[Coordinate annotation records]
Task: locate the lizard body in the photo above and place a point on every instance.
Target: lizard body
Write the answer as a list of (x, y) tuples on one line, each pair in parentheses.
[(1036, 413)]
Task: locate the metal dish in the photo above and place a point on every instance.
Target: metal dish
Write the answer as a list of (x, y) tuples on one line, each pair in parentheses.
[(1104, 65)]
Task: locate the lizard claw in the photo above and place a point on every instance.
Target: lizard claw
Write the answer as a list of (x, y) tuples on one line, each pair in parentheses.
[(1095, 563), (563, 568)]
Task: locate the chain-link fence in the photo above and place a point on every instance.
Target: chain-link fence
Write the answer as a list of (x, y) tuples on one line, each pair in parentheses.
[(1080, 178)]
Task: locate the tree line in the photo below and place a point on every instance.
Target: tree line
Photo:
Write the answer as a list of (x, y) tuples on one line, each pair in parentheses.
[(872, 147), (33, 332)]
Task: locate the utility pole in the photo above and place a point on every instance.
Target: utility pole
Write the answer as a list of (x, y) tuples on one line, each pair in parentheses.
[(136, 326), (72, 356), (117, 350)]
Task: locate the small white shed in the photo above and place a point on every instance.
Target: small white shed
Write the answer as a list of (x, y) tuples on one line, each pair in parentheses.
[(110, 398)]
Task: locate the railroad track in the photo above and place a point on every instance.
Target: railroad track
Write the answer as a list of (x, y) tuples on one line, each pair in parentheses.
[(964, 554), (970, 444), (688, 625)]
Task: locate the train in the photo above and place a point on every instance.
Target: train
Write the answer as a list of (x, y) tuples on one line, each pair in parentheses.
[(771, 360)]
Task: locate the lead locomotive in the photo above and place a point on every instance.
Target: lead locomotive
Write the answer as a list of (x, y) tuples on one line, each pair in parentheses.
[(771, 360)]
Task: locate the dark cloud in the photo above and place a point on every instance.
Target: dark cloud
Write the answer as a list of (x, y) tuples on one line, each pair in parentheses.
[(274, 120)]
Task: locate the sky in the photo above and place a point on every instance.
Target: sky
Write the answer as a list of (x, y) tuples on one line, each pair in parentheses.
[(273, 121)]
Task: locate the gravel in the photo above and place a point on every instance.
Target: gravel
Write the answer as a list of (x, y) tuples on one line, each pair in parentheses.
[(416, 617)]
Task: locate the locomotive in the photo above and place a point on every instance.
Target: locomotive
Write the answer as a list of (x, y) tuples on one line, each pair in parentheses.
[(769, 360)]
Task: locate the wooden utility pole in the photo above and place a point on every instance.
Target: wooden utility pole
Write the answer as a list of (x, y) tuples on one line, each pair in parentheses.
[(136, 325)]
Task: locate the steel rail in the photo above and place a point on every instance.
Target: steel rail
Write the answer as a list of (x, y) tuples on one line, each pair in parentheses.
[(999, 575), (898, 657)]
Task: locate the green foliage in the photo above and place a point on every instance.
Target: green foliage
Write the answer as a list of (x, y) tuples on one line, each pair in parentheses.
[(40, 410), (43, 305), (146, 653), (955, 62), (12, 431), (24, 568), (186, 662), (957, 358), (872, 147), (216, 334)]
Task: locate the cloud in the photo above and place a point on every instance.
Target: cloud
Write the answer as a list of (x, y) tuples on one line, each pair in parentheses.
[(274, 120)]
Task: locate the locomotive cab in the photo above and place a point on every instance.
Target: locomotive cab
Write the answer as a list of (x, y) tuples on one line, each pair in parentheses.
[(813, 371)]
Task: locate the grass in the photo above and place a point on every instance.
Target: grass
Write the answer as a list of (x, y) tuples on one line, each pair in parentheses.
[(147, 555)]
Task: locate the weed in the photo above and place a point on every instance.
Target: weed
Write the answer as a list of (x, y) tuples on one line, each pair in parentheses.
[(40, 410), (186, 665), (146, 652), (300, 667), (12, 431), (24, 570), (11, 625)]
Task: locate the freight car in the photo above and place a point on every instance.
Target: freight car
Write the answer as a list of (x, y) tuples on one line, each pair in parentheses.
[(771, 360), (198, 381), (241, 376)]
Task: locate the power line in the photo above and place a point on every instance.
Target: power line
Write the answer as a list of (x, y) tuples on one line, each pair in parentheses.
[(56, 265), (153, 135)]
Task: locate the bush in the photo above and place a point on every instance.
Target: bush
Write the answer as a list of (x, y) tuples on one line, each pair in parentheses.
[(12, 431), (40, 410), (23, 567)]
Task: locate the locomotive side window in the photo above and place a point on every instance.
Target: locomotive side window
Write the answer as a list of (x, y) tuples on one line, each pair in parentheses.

--- INSTRUCTION ---
Quote the records above from their first line through the line containing "[(964, 554), (970, 444), (688, 625)]", inclusive, reproducing each line unchanged.

--- WRITTEN ANSWER ---
Task: locate the lizard body in the photo above and place a point on every instance.
Target: lizard body
Write the answer as a list of (x, y) tuples on one line, each pair in parentheses.
[(1036, 413)]
Task: locate the metal dish in the photo above and place a point on every instance.
Target: metal dish
Write the answer as a list of (x, y) tuples on one line, each pair in parentheses.
[(1104, 65)]
Task: locate the lizard claw in the photo above and place a point on every instance.
Target: lizard claw
Write the answer as a list of (x, y) tuples on one line, each pair in parentheses.
[(1095, 563), (563, 568)]
Task: locate the chain-link fence in the photo above and place a point on every instance.
Target: chain-link fence
Write the answer as a list of (x, y) tuples on one line, each pair in parentheses.
[(1080, 178)]
Task: locate the tree line in the photo below and place a point on every instance.
Target: tree line
Photo:
Write the answer as a list of (x, y) tuples on one line, each pair in parentheses.
[(872, 147), (33, 332)]
Task: locate the utility pole in the photo above and place a point on every instance.
Target: utility pole
Write the answer as a list of (x, y) tuples on one line, each pair in parentheses.
[(136, 326), (72, 356), (117, 350)]
Task: locate the small white shed in the photo above and place a point on every instance.
Target: small white shed
Write the answer as a list of (x, y) tuples on one line, each pair in parentheses.
[(110, 398)]
Task: locate the railroad track in the photo above and place a point on every instance.
Target: railroad track
Write the answer as a list of (x, y) tuples on one line, each pair in parentheses.
[(964, 554), (970, 444), (688, 625)]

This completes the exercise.